DOCUMENTO DI ORIGINE
:::

Gli “sherpa” fanno funzionare il G7

Il lavoro dei consiglieri diplomatici è riservato e poco visibile, ma decisivo affinché anche questa riunione dei leader mondiali vada a buon fine

Il presidente francese Emmanuel Macron col suo consigliere diplomatico e sherpa al G7 Emmanuel Bonne (alla sua destra) e i suoi consiglieri nei giardini dell'Eliseo in attesa di ricevere il presidente americano Joe Biden, l'8 giugno 2024 (Amaury Cornu/HANS LUCAS)
Il presidente francese Emmanuel Macron col suo consigliere diplomatico e sherpa al G7 Emmanuel Bonne (alla sua destra) e i suoi consiglieri nei giardini dell'Eliseo in attesa di ricevere il presidente americano Joe Biden, l'8 giugno 2024 (Amaury Cornu/HANS LUCAS)

I cosiddetti “sherpa” sono fondamentali nell’organizzazione del G7, la riunione di sette delle più influenti democrazie del mondo. Sull’origine del nome di questi consiglieri diplomatici e su quando quel termine sia stato sdoganato neppure i diretti interessati hanno certezze, ma concordano sul fatto che il paragone con le guide himalayane sia azzeccato. «Apriamo la strada, la teniamo al sicuro, evitiamo che ci siano incidenti, indichiamo in anticipo i possibili inciampi, e quasi sempre facciamo in modo che si raggiunga la vetta», era solito dire Jacques Audibert, consigliere diplomatico del presidente francese François Hollande tra il 2014 e il 2017.

È un modo per rappresentare questo lavoro simile a quello utilizzato in tempi più recenti da Jörg Kukies, che è sherpa del cancelliere tedesco Olaf Scholz e suo storico collaboratore da anni. Se insomma i capi di Stato e di governo di Stati Uniti, Canada, Regno Unito, Francia, Germania, Italia e Giappone ogni anno arrivano a conclusioni condivise sulle principali questioni globali al termine di una lunga riunione, ciò lo si deve in gran parte al lavoro solerte e riservato di questi funzionari.

A nominarli sono i capi di Stato e di governo. In Francia e Italia per tradizione si scelgono diplomatici d’alto rango, e infatti lo sherpa di Emmanuel Macron è l’ambasciatore Emmanuel Bonne, che è anche il consigliere diplomatico del presidente; nei paesi anglosassoni, invece, spesso si privilegiano funzionari esperti di economia, e ciò riflette la funzione originaria del G7, nato negli anni Settanta come un forum di coordinamento economico e finanziario delle principali democrazie occidentali (la prima riunione fu a quattro, poi si aggiunsero Giappone, Italia e dopo ancora il Canada). Lo sherpa di Joe Biden è Mike Pyle, un ex dirigente di una delle più grandi società d’investimento al mondo (BlackRock) e vice consigliere sulla sicurezza nazionale con delega alle questioni economiche.

:::

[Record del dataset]
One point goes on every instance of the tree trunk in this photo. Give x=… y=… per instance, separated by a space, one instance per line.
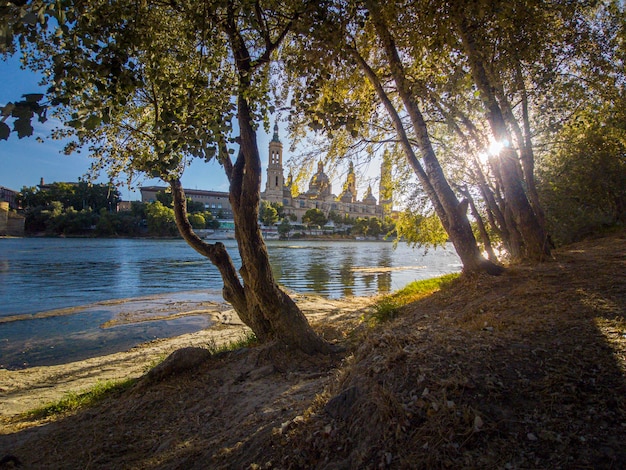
x=288 y=323
x=233 y=292
x=535 y=240
x=450 y=211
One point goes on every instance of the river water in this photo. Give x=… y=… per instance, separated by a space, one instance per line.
x=66 y=299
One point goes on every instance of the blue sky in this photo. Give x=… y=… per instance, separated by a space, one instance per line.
x=23 y=162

:::

ELENCO DEI COMPITI
[1] Ricopia dall'articolo sugli sherpa del G7 il brano che comincia con le parole "A nominarli sono" e si ferma dopo le parole "alle questioni economiche.".
[2] Riassumi in due frasi l'articolo sugli sherpa del G7.

RISPOSTE FINALI
[1]
A nominarli sono i capi di Stato e di governo. In Francia e Italia per tradizione si scelgono diplomatici d’alto rango, e infatti lo sherpa di Emmanuel Macron è l’ambasciatore Emmanuel Bonne, che è anche il consigliere diplomatico del presidente; nei paesi anglosassoni, invece, spesso si privilegiano funzionari esperti di economia, e ciò riflette la funzione originaria del G7, nato negli anni Settanta come un forum di coordinamento economico e finanziario delle principali democrazie occidentali (la prima riunione fu a quattro, poi si aggiunsero Giappone, Italia e dopo ancora il Canada). Lo sherpa di Joe Biden è Mike Pyle, un ex dirigente di una delle più grandi società d’investimento al mondo (BlackRock) e vice consigliere sulla sicurezza nazionale con delega alle questioni economiche.

[2] Gli sherpa sono consiglieri diplomatici nominati dai capi di Stato e di governo, e il loro lavoro riservato è in gran parte ciò che permette ai leader del G7 di arrivare ogni anno a conclusioni condivise sulle principali questioni globali. In Francia e Italia per tradizione si scelgono diplomatici d'alto rango, mentre nei paesi anglosassoni si privilegiano spesso funzionari esperti di economia, il che riflette l'origine del G7 come forum di coordinamento economico e finanziario.